PASSAGE =
* START *

# sync nikon/canon colors



## balauru (Nov 12, 2014)

I have a nikon dslr and my friend has a canon 5d mk2. I want to shoot with my nikon and edit the photos in lightroom so that the colours will be the same(or almost) as de 5d mk2. 
I know about the differences between the nikon and canon colours(at the same wb).
I read about the colorchecker but i think that will make 2 camera calibration profiles that will change both nikon and canon colors so that are the same.
Is there any way that i could create a camera calibration profile just for my nikon that could syncronize with that of the canon 5d mk2?
Or any other method?


----------



## tirediron (Nov 12, 2014)

I would colour-calibrate my monitor and work off of an X-rite colour-checker passport referenced in each set of images from both cameras.  I would think that trying to 'dial in' two identical profiles on different cameras would be very difficult indeed.


----------



## Alexr25 (Nov 12, 2014)

tirediron said:


> I would colour-calibrate my monitor and work off of an X-rite colour-checker passport referenced in each set of images from both cameras.  I would think that trying to 'dial in' two identical profiles on different cameras would be very difficult indeed.


Better still if you shoot in raw you can use an X-rite colour-checker passport to create custom camera profiles for Lightroom. Do it for both cameras under the same lighting conditions as you will be shooting under and apply the newly created custom profiles to the appropriate raw imports in Lightroom.
Doing it for just one camera will not work.


----------

* END *

Excerpt from a dataset

* START *

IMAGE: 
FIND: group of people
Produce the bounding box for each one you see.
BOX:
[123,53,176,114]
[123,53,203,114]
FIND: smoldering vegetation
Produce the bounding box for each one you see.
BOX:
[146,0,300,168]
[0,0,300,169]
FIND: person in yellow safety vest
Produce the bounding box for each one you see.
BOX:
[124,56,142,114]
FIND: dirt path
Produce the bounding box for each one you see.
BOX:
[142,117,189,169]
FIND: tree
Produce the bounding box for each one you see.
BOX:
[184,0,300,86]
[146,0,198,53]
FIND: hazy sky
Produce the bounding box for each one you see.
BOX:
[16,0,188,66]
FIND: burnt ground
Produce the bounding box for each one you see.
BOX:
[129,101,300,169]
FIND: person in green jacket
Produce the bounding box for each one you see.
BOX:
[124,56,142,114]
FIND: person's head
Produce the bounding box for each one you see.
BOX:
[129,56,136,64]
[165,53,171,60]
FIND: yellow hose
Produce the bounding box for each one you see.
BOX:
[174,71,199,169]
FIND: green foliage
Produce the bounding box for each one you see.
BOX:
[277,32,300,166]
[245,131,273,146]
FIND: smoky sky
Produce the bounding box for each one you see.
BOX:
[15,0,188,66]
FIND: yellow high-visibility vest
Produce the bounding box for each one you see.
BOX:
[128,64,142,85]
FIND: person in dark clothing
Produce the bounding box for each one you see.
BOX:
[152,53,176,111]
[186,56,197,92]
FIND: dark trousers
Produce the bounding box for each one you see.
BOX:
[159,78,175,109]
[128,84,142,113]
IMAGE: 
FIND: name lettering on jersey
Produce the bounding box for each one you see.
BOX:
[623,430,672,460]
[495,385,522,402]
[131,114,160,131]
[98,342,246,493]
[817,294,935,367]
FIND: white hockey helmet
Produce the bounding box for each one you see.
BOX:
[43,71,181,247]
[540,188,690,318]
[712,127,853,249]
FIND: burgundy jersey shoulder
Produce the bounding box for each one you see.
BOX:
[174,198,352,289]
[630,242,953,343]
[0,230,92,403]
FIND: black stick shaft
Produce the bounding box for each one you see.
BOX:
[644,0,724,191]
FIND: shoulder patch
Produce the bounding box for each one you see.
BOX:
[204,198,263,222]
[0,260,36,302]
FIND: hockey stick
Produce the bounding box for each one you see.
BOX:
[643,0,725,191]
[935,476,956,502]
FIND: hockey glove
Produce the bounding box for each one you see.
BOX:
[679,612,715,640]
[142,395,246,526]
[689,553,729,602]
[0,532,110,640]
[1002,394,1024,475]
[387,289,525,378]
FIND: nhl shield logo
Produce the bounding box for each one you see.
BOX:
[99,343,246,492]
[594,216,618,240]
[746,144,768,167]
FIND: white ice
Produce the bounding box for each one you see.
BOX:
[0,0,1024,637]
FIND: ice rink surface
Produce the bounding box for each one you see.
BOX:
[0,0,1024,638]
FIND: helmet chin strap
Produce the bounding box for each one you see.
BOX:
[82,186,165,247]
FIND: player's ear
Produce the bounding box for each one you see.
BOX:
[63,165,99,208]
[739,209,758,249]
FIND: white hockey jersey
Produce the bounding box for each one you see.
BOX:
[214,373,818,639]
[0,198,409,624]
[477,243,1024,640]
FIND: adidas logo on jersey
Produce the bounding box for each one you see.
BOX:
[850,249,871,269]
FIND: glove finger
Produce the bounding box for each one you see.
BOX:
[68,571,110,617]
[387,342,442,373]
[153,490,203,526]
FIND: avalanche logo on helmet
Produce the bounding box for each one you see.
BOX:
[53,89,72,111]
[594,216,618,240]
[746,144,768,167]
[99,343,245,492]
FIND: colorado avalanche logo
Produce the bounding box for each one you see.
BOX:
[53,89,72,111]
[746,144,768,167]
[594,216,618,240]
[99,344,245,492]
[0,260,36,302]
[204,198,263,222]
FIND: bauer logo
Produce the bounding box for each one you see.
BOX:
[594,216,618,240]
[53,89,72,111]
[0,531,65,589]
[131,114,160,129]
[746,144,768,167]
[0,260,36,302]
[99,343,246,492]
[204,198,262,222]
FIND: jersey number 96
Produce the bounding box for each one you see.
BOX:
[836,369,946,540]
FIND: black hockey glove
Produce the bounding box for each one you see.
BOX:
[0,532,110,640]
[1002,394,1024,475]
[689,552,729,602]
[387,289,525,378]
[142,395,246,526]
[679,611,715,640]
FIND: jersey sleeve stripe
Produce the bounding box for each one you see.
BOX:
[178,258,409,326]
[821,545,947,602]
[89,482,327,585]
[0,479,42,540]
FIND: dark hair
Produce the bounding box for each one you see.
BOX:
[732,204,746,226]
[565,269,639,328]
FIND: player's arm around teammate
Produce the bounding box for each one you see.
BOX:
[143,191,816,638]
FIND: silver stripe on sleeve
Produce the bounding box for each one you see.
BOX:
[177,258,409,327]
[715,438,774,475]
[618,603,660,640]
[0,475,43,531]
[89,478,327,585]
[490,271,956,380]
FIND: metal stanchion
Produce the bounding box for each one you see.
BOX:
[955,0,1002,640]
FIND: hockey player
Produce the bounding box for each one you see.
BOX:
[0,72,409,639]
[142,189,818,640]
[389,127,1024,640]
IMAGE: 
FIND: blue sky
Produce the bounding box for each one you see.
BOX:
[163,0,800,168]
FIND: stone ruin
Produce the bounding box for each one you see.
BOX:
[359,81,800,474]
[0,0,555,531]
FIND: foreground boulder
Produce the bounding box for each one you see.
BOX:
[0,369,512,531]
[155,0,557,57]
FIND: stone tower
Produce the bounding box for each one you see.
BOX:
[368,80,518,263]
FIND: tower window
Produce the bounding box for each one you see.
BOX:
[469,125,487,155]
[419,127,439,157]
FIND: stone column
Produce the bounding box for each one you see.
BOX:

* END *

EXERCISES =
**1.** In the forum thread on matching Nikon and Canon colors, shorten the paragraph that begins "Better still if you shoot in raw" and keep its main facts.
**2.** Retype the section of the forum thread that starts at "Better still if" and ends at "will not work.".

EXPECTED OUTPUTS =
**1.** When shooting raw, you can use an X-rite colour-checker passport to build custom camera profiles for Lightroom. Make a profile for each camera under the same lighting you will shoot in. Then apply each profile to that camera's raw imports in Lightroom.

**2.**
Better still if you shoot in raw you can use an X-rite colour-checker passport to create custom camera profiles for Lightroom. Do it for both cameras under the same lighting conditions as you will be shooting under and apply the newly created custom profiles to the appropriate raw imports in Lightroom.
Doing it for just one camera will not work.